Exercise brief:
Write out each of the entries below word for word, leaving out the pictures.

*** Dataset entries

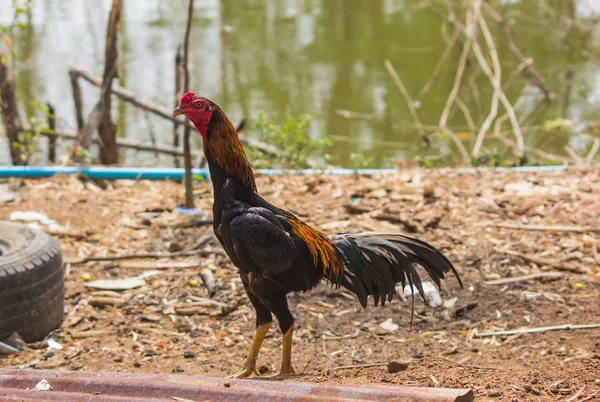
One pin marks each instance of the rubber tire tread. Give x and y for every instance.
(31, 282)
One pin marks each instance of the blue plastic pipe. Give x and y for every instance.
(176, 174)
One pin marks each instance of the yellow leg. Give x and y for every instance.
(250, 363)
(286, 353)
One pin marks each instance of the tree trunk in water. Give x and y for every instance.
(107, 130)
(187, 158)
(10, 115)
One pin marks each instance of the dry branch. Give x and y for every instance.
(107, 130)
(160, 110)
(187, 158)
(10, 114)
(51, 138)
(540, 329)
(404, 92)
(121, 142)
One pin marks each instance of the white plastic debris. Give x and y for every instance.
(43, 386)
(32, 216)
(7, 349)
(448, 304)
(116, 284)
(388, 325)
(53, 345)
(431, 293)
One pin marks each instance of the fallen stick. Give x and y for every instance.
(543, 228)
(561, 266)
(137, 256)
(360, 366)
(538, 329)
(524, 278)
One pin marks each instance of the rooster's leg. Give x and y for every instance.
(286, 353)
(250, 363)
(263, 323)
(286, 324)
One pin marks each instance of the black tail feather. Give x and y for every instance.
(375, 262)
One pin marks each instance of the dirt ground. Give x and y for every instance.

******

Response:
One pin marks each instance of the rubber tire tread. Give x and y for every instance.
(31, 282)
One pin marks each instance of the blue plastic pipe. Give x and y for every instance.
(176, 174)
One pin marks each instance of the yellow leg. Give x and y for every instance.
(250, 363)
(286, 353)
One pin marks each instance of the tree trunk in water. Give x and y for every instance.
(107, 130)
(187, 158)
(10, 115)
One pin marks each instance of the dry branch. Give x and y for every instance.
(107, 130)
(160, 110)
(187, 158)
(10, 114)
(51, 138)
(540, 329)
(404, 92)
(121, 142)
One pin marks each instance of the white plastic debris. Give x and y for every instance.
(43, 386)
(32, 216)
(7, 349)
(448, 304)
(116, 284)
(388, 325)
(53, 345)
(431, 293)
One pin marks each instance of the fallen stick. Give x and y for every instance.
(543, 228)
(561, 266)
(137, 256)
(360, 366)
(538, 329)
(524, 278)
One pin marks each instance of the rooster's leg. Give x and y for every instance.
(286, 353)
(250, 363)
(263, 323)
(286, 324)
One pin marks each instance of the black tail feather. Give x and y for every instance.
(375, 262)
One pin marks each instance of the dirt ground. Give x and y for every instance.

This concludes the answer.